**** DATA RECORDS

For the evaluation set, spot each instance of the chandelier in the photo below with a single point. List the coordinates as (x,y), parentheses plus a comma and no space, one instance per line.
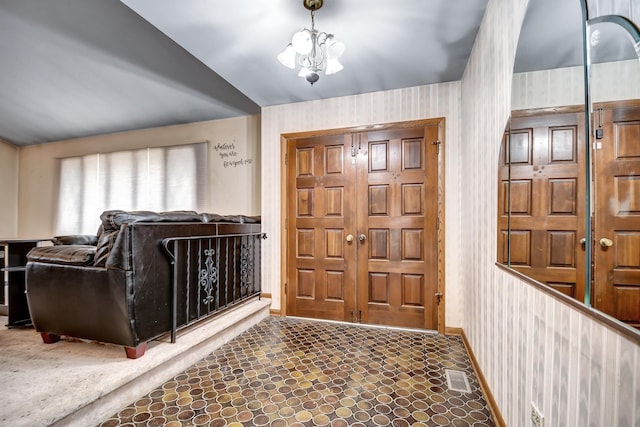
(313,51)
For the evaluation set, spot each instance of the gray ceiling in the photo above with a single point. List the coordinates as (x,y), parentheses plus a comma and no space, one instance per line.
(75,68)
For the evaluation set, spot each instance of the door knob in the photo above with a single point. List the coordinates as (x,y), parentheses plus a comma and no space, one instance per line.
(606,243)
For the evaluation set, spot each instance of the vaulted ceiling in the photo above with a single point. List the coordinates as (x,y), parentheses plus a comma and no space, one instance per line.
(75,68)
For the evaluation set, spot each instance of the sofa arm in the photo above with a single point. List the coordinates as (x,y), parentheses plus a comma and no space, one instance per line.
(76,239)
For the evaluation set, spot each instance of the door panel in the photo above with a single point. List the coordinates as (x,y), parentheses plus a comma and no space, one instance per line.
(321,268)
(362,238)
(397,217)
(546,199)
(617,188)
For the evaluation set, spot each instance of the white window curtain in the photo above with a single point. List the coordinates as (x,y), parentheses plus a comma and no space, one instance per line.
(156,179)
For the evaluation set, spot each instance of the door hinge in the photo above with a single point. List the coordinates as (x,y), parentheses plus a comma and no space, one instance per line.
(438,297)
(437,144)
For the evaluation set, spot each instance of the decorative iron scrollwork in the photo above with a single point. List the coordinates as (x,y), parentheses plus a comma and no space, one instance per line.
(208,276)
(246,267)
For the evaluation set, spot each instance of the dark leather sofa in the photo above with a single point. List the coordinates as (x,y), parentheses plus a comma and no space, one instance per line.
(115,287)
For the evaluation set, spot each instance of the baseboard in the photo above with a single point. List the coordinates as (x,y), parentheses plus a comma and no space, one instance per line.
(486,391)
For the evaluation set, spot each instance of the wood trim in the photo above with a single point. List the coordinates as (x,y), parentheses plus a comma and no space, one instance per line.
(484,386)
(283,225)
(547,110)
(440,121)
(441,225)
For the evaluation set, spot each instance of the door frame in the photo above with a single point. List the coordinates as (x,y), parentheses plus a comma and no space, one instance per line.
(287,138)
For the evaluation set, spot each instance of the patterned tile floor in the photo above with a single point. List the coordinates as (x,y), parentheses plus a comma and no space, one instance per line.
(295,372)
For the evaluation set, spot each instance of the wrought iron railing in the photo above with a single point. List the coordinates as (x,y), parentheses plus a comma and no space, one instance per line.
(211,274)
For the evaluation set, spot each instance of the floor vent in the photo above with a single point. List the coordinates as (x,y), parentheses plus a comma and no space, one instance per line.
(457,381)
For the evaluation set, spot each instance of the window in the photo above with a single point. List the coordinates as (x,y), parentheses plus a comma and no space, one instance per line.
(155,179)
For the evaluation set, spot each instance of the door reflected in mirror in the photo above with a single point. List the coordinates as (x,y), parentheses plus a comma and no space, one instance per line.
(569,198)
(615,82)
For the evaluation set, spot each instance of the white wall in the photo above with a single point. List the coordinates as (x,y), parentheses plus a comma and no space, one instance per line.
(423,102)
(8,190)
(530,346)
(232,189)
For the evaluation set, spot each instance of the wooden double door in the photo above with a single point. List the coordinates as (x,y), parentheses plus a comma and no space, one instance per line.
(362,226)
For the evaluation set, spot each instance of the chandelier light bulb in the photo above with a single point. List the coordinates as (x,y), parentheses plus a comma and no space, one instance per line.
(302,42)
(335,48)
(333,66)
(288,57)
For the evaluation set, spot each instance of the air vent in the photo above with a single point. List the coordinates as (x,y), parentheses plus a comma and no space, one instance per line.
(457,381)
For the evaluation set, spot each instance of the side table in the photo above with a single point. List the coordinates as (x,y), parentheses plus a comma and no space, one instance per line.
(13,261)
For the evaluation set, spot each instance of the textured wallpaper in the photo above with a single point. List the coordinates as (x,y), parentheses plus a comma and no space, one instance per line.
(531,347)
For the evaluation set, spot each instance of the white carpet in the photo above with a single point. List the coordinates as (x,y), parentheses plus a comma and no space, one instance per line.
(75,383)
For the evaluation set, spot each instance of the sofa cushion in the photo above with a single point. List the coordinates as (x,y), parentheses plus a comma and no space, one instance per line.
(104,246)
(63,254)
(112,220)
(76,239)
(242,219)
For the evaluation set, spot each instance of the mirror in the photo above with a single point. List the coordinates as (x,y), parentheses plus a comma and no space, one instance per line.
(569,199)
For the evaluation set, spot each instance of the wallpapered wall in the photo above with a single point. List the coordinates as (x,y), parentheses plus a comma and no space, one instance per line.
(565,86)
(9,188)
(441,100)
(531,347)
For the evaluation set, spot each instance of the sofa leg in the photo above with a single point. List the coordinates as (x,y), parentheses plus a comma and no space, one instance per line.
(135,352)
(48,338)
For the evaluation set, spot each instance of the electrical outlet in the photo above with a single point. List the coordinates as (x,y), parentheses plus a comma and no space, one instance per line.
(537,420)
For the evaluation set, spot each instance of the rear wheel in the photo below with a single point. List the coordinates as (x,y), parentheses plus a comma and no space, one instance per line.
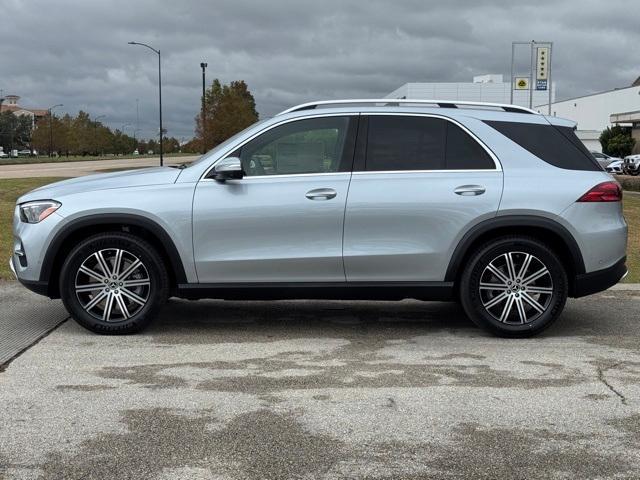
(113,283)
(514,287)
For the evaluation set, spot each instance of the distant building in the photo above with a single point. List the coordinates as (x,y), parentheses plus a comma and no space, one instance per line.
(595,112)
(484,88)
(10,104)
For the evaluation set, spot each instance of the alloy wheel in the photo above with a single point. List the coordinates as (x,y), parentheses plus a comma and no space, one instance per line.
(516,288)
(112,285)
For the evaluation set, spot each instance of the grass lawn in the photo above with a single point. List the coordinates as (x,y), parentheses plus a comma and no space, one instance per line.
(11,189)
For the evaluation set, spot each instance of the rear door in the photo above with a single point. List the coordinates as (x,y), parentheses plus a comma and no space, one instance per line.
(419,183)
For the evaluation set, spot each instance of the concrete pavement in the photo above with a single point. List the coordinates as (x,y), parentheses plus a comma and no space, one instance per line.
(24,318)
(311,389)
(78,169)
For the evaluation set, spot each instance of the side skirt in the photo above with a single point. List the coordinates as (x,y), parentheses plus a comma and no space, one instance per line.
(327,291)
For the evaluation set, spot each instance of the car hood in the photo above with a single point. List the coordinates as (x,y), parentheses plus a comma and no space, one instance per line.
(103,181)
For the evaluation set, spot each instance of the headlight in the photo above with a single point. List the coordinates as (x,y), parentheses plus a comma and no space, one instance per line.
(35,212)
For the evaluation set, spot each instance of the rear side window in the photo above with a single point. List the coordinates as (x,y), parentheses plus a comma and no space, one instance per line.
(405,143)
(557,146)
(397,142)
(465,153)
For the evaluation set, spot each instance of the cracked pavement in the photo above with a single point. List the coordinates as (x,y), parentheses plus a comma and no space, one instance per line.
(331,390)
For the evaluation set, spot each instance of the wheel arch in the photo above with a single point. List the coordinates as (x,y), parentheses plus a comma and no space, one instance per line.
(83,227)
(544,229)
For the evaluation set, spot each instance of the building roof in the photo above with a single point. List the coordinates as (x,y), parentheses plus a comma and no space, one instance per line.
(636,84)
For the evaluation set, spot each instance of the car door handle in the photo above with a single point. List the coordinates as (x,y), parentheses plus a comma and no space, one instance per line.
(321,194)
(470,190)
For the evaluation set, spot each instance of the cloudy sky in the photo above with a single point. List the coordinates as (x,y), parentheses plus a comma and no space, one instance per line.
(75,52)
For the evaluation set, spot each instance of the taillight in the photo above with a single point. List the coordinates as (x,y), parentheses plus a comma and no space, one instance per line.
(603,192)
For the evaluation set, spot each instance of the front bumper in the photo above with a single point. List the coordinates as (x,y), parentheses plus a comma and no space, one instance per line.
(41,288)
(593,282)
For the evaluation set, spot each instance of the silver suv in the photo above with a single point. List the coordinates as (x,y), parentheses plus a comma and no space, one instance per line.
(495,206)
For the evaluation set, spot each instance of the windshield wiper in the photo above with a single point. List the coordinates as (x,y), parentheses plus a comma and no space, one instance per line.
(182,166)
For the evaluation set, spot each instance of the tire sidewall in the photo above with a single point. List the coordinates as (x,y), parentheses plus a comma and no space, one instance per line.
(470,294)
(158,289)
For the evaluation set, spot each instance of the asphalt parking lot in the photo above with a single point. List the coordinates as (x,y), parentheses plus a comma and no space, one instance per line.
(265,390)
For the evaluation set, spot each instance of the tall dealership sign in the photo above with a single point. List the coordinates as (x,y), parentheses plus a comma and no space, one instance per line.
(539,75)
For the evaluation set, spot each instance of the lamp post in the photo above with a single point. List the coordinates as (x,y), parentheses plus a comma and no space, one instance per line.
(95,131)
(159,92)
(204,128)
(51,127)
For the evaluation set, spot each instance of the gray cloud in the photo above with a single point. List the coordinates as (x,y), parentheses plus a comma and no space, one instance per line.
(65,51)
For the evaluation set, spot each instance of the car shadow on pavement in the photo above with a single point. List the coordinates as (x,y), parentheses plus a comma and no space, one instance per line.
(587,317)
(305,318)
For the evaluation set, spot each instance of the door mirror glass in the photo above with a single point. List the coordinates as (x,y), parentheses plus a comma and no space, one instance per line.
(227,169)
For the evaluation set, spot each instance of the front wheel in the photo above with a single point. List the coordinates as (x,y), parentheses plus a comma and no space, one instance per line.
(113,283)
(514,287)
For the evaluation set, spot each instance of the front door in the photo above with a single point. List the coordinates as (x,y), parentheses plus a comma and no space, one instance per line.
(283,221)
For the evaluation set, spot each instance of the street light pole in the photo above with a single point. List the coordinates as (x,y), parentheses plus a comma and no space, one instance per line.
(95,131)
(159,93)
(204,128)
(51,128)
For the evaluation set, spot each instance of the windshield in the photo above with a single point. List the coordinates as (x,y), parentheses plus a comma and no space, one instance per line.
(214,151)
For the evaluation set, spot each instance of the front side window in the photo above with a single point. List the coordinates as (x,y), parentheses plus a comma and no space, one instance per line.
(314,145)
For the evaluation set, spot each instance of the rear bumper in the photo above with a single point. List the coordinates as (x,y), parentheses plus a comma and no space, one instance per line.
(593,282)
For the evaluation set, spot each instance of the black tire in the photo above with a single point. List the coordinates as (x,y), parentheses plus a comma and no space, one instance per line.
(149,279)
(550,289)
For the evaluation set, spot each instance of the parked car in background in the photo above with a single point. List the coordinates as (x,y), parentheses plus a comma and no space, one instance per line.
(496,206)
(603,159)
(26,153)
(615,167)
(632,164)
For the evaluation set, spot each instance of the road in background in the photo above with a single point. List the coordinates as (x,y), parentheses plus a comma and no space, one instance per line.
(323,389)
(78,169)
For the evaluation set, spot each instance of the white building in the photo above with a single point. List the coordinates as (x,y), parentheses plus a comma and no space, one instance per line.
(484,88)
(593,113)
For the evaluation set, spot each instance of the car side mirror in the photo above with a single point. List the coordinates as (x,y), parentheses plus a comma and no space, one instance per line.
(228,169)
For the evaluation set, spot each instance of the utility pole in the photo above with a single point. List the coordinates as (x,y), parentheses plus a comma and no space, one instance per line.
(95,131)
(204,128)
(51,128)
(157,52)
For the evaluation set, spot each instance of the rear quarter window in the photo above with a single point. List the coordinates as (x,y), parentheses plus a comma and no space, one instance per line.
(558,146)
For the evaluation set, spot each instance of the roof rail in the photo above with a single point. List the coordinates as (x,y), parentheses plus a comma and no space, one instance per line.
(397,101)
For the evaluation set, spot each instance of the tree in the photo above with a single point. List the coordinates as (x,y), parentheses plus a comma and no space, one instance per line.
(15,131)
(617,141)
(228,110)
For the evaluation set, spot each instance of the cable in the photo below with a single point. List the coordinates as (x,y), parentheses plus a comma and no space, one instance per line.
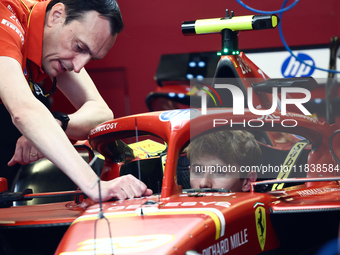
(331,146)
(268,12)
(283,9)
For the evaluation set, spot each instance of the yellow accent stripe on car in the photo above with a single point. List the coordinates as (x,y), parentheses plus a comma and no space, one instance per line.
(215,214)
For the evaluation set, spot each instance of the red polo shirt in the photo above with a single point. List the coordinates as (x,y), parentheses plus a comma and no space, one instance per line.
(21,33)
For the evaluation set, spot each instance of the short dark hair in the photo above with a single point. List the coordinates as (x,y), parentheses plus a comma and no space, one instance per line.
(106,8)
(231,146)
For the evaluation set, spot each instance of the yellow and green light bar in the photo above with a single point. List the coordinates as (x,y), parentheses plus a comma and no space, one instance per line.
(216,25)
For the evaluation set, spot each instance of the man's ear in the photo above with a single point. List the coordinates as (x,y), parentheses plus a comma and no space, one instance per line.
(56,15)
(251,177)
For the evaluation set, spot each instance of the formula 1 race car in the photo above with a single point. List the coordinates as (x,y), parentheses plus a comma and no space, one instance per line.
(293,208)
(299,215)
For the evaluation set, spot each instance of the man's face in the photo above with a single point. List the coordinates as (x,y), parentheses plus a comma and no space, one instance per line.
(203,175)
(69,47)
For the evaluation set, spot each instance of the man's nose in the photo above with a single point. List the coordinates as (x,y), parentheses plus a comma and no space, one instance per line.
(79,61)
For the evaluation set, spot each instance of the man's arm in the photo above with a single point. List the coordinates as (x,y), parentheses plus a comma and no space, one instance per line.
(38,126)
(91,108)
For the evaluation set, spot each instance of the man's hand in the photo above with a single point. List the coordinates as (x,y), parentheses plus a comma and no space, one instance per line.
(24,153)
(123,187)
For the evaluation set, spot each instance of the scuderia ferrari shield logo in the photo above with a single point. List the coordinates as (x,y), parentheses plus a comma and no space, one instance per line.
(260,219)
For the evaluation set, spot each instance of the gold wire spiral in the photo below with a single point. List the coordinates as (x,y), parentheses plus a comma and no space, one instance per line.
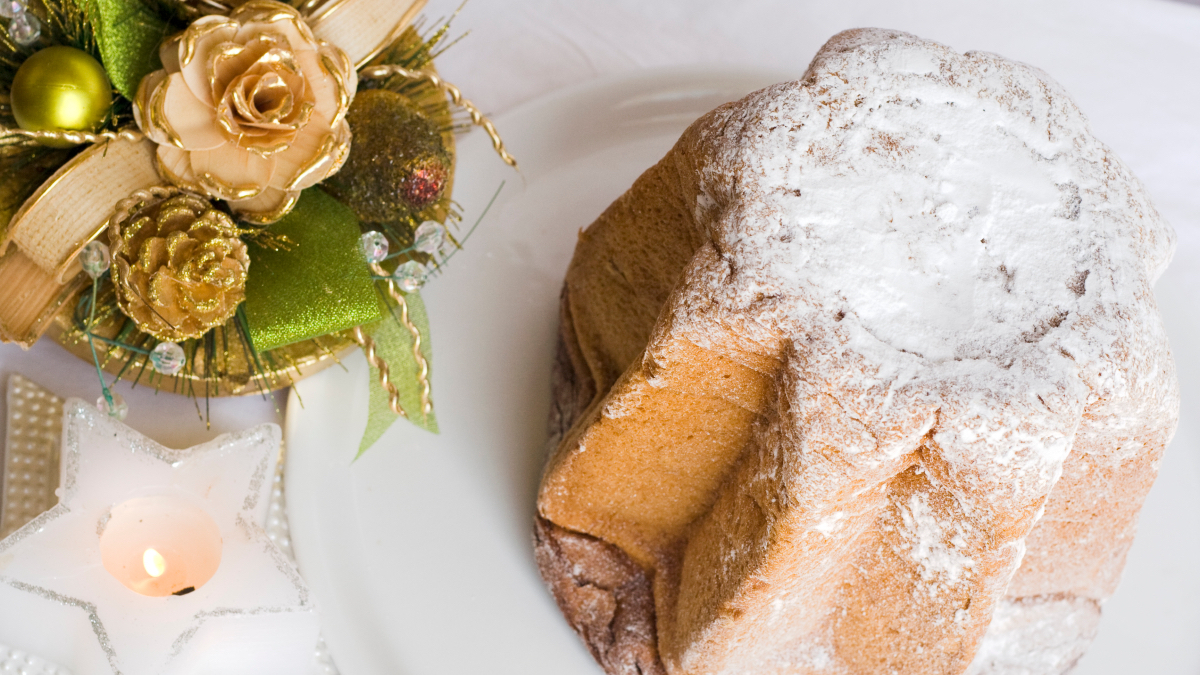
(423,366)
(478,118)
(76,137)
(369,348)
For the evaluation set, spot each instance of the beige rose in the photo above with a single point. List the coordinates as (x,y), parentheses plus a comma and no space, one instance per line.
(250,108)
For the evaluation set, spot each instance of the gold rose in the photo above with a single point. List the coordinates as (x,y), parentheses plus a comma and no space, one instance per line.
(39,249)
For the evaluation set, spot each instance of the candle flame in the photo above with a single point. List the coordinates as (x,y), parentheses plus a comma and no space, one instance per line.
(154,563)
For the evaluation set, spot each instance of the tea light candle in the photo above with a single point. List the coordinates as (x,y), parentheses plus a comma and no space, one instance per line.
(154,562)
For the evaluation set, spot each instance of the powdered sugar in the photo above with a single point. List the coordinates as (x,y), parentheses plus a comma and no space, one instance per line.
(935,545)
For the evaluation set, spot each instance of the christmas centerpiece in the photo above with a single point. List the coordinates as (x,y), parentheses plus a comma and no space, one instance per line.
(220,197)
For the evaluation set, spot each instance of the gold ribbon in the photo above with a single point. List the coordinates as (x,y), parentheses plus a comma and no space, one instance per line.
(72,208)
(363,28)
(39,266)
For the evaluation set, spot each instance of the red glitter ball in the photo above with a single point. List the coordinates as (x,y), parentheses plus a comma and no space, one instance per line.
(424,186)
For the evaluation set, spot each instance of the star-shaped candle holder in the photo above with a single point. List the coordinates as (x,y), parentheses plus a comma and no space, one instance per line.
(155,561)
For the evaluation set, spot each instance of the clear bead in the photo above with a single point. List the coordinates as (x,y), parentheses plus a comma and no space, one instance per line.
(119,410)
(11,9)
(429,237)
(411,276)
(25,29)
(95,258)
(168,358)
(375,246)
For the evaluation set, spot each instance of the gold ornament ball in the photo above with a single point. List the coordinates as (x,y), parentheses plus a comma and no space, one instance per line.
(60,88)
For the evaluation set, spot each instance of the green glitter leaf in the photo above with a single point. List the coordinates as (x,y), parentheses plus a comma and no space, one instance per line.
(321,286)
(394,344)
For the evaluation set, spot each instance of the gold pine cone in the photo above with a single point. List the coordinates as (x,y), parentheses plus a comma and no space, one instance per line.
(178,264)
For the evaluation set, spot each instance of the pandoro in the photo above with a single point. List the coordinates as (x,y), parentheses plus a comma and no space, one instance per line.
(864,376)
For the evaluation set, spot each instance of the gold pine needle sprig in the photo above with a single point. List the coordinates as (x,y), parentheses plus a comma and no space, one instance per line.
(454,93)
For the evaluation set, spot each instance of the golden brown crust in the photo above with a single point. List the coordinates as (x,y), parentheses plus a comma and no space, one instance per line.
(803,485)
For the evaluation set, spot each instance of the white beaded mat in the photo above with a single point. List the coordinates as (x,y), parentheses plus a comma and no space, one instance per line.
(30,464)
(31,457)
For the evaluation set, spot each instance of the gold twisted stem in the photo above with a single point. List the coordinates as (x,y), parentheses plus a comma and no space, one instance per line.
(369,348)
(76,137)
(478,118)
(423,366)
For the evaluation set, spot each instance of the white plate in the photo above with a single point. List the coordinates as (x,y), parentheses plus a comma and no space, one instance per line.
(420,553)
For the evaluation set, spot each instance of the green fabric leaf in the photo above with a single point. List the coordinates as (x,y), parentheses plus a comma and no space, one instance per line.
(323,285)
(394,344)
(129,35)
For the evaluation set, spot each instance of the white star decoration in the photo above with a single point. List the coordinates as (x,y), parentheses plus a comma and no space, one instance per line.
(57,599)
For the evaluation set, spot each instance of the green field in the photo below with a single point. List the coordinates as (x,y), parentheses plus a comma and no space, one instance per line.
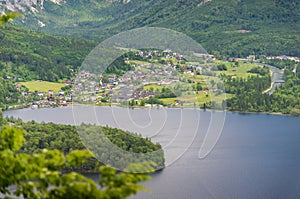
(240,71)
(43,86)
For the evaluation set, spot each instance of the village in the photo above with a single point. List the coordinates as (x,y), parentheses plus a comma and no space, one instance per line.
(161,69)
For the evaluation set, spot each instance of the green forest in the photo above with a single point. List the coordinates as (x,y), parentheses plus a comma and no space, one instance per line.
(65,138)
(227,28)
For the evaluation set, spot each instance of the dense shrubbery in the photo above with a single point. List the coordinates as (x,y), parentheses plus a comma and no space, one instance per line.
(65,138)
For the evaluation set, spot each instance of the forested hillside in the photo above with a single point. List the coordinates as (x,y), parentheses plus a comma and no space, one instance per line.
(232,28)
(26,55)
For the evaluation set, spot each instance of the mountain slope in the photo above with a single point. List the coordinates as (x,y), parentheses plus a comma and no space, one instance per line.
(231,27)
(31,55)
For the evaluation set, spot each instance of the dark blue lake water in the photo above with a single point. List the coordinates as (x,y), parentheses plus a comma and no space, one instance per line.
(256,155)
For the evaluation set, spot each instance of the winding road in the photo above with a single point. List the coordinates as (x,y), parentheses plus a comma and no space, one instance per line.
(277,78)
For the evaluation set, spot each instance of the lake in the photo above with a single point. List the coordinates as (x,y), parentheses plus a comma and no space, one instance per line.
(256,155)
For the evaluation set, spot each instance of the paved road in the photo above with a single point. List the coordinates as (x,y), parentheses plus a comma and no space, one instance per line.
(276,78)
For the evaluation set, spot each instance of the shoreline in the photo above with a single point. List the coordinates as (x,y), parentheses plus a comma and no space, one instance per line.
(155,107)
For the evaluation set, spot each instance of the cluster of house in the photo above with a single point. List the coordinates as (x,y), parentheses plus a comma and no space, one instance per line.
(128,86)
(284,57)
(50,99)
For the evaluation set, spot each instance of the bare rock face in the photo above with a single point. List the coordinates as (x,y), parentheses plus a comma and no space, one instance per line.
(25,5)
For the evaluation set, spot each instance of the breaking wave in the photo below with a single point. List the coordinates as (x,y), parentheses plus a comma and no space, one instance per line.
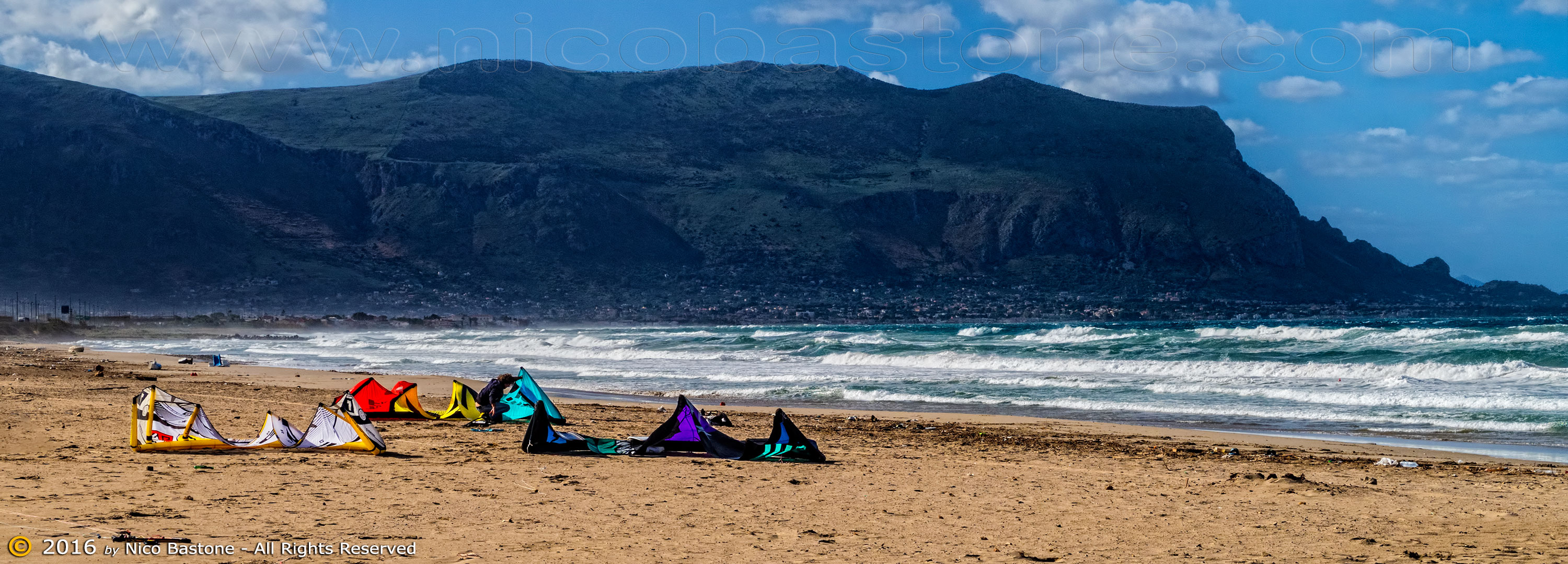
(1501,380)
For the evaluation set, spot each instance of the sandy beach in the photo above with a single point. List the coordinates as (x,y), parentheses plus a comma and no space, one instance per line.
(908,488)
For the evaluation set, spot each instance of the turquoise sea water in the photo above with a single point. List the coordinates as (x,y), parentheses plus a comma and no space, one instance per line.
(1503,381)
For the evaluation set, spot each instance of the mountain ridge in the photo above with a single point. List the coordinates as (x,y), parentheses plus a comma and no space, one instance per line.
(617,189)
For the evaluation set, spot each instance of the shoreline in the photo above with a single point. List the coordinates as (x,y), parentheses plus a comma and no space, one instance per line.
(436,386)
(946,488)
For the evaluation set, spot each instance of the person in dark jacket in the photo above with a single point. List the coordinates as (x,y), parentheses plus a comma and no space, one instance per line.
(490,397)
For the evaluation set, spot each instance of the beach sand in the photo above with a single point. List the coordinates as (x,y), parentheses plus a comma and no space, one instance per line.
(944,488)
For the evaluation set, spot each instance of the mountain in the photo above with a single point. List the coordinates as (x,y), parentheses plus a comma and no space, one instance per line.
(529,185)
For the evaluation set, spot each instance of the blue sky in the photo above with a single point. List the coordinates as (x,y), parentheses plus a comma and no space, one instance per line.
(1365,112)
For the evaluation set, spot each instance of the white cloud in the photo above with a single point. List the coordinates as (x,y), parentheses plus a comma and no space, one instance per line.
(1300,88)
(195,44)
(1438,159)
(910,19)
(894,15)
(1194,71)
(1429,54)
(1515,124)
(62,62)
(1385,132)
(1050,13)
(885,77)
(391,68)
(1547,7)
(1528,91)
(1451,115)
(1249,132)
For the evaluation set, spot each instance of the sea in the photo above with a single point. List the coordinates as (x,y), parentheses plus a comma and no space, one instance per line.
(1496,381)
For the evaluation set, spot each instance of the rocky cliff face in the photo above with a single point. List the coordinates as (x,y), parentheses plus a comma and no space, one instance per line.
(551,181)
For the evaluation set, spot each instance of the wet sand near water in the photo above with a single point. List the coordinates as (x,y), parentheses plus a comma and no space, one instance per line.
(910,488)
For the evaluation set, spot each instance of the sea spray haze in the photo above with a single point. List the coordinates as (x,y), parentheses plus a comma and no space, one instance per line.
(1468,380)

********

THE EXERCISE — From the line holding "For the evaluation set, spot each instance of the rocky" to the last line of the records, quote each line exactly and add nothing.

RESPONSE TO THIS EXERCISE —
For the evaluation set, spot each instance of the rocky cliff face in the photo above with a single point. List the coordinates as (x,y), parentheses plus a comma and no space, one instance per line.
(551,181)
For the evaluation set, spot each instance of the wet sand near water in the photo above with a single point. List the coordinates as (x,y), parentheses plus a comma and no space, one instance per line.
(910,488)
For the evaluation set, spot each instance of the sea spray haze in the photo above with a single point. List the coordinates as (x,y), parentheses plus a comma and no space, one instance per line.
(1468,380)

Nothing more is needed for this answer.